▶ BRIEF A:
Repeat the passage about the Swiss Institute word for word, from its first sentence to its last.
▶ BRIEF B:
Please copy the lines of the records from the line with "Emit one marker per instance in this form: [(734, 233)]." to the line with "[(150, 473)]", including both of those lines.

The Swiss Benevolent Society, still around today, eventually gave original housing to the Swiss Institute, made a home for them in their building for the elderly and indigent, the poor and needy, and
therefor artists too, the SI's goal seeming artistically mirrored, giving their countrymen a leg up, a strictly Swiss affair, before being nerfed to today's PR: "provid[ing] a significant forum for contemporary cultural dialogue between Europe and the United States" paid for by mostly Swiss government and businesses - as well as contributions from a few American galleries who of course have artistic overlap, as is the case with Carron and 3 of the galleries providing him solo shows in the last years (though Carron already had a solo at SI in 2006), nothing new to the artworld's corporation/institution symbiosis - to supply and sustain a bastion of "European culture" in the heart of it, corporate art culture. "Dialogue" having become a sort of meaningless PR inkblot whose shape amorphous reflects and is culled by whatever the reader's personal investment, a Rorschach if there ever was one. The mildly conspiratorial air surrounding the Institute and always in vogue curators lay in the difficulty ascertaining where exactly the cart lies in relation to these hottly trotting artists often already appearing to be riding trains to market, questions of who delivering who.

▶ Object position labeling entries:
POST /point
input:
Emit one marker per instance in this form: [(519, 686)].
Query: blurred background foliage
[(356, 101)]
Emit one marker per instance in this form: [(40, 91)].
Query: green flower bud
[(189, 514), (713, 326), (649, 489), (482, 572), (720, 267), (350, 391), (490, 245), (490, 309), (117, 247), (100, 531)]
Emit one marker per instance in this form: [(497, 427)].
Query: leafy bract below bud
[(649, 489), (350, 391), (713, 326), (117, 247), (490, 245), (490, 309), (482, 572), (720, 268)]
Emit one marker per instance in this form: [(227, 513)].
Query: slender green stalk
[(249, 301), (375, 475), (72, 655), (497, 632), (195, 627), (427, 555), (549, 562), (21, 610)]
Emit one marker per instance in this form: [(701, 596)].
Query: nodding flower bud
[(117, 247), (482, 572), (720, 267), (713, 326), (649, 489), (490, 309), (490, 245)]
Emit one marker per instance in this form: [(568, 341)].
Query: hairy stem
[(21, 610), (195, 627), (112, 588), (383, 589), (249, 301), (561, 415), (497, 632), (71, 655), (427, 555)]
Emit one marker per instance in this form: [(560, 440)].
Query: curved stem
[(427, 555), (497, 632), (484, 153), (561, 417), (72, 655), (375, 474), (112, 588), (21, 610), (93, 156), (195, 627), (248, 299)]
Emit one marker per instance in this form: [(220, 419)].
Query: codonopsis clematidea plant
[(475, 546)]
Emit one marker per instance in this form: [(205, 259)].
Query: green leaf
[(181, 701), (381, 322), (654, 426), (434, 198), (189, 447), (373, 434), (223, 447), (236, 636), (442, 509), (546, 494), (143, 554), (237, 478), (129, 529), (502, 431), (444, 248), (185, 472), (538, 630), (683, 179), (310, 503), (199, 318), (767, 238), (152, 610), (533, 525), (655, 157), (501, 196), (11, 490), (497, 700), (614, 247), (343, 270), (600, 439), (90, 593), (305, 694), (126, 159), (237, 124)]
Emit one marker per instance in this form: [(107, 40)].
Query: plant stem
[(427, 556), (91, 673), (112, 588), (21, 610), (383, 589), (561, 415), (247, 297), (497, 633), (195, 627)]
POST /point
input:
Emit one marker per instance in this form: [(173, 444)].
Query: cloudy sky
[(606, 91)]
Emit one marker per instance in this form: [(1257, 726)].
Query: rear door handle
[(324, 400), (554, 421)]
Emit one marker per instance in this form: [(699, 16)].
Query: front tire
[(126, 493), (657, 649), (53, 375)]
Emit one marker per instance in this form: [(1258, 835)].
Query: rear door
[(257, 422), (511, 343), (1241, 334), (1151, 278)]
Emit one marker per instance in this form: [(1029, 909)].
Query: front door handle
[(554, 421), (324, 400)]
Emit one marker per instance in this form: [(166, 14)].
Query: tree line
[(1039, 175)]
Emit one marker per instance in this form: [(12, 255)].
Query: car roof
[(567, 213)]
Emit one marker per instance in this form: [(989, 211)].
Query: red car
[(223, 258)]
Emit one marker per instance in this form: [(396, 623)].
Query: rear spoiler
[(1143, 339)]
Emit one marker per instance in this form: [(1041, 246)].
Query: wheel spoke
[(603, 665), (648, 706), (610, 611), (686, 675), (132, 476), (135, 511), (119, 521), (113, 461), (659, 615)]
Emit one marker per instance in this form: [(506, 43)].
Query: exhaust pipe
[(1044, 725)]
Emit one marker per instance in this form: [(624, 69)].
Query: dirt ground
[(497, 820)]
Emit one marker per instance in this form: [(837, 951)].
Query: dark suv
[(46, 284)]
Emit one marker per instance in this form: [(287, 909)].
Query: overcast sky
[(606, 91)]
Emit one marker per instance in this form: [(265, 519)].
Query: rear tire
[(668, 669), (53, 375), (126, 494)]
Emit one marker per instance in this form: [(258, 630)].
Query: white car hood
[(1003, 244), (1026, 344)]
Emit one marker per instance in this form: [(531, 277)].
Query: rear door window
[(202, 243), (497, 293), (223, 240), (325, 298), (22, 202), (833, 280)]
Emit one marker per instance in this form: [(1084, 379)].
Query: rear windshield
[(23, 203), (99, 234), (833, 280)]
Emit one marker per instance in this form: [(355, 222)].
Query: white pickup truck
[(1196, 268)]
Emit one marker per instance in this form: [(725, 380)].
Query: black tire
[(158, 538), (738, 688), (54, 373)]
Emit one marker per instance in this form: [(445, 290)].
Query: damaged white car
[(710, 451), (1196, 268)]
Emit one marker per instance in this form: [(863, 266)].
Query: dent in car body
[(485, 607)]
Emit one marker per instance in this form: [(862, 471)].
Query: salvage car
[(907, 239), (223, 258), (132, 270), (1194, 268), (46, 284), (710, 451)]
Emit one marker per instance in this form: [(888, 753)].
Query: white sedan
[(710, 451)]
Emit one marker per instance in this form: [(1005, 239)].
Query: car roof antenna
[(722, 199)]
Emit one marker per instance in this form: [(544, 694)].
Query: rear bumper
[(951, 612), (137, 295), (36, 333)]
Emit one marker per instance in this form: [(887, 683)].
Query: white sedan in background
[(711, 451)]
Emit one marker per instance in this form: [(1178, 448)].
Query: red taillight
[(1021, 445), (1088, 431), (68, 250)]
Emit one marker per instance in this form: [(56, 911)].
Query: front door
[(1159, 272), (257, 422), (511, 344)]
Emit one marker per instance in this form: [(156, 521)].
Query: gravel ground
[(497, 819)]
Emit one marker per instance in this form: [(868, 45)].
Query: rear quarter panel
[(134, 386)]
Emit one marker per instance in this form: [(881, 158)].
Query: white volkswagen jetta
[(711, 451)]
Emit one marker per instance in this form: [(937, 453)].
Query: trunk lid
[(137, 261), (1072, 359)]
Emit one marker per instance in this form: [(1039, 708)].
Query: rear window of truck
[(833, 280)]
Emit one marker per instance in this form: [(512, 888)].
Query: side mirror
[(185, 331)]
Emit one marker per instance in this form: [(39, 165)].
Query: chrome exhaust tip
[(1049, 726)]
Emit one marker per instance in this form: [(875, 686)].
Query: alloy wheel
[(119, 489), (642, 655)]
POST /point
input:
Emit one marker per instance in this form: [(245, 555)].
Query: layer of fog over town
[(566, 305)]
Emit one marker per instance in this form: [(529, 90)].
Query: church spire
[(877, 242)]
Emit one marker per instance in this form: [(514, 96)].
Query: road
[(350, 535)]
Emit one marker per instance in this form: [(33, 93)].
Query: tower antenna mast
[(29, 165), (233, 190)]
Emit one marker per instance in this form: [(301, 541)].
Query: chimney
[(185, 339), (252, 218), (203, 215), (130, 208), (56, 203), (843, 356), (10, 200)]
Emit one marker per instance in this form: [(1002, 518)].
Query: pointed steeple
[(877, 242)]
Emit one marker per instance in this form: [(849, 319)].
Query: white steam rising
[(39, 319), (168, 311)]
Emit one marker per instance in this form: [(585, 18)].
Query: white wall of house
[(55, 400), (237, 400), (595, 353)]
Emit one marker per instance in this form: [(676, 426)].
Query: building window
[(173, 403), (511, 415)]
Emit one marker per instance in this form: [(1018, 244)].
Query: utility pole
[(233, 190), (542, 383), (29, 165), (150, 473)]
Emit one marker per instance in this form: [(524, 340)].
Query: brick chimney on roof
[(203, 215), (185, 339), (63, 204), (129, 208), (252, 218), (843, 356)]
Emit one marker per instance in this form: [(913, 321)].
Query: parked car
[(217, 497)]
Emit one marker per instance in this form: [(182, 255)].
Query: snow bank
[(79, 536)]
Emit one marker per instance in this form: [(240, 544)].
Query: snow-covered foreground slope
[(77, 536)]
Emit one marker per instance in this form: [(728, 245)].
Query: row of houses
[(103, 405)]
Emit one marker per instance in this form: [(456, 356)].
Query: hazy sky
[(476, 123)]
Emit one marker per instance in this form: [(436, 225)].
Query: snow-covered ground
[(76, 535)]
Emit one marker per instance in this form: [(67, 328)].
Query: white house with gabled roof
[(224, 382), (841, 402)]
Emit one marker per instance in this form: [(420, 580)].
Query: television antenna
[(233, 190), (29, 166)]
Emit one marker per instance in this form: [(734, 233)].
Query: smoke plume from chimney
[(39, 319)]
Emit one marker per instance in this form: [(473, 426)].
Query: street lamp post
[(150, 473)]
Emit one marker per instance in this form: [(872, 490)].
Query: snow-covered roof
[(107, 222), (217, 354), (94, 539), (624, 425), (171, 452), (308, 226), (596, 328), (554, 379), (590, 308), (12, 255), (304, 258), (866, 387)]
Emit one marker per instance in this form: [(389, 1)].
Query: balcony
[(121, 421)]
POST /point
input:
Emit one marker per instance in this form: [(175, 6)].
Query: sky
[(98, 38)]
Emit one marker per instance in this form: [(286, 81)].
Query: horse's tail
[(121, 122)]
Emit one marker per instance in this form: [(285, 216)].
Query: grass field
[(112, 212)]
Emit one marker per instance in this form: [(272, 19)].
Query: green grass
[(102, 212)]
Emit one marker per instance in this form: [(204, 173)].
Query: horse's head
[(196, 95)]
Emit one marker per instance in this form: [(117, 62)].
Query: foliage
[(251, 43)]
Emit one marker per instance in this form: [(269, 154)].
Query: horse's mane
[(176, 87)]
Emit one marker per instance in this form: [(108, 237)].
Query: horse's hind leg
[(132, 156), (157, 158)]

▶ REPLY A:
The Swiss Benevolent Society, still around today, eventually gave original housing to the Swiss Institute, made a home for them in their building for the elderly and indigent, the poor and needy, and
therefor artists too, the SI's goal seeming artistically mirrored, giving their countrymen a leg up, a strictly Swiss affair, before being nerfed to today's PR: "provid[ing] a significant forum for contemporary cultural dialogue between Europe and the United States" paid for by mostly Swiss government and businesses - as well as contributions from a few American galleries who of course have artistic overlap, as is the case with Carron and 3 of the galleries providing him solo shows in the last years (though Carron already had a solo at SI in 2006), nothing new to the artworld's corporation/institution symbiosis - to supply and sustain a bastion of "European culture" in the heart of it, corporate art culture. "Dialogue" having become a sort of meaningless PR inkblot whose shape amorphous reflects and is culled by whatever the reader's personal investment, a Rorschach if there ever was one. The mildly conspiratorial air surrounding the Institute and always in vogue curators lay in the difficulty ascertaining where exactly the cart lies in relation to these hottly trotting artists often already appearing to be riding trains to market, questions of who delivering who.

▶ REPLY B:
Emit one marker per instance in this form: [(734, 233)].
Query: smoke plume from chimney
[(39, 319)]
Emit one marker per instance in this form: [(473, 426)].
Query: street lamp post
[(150, 473)]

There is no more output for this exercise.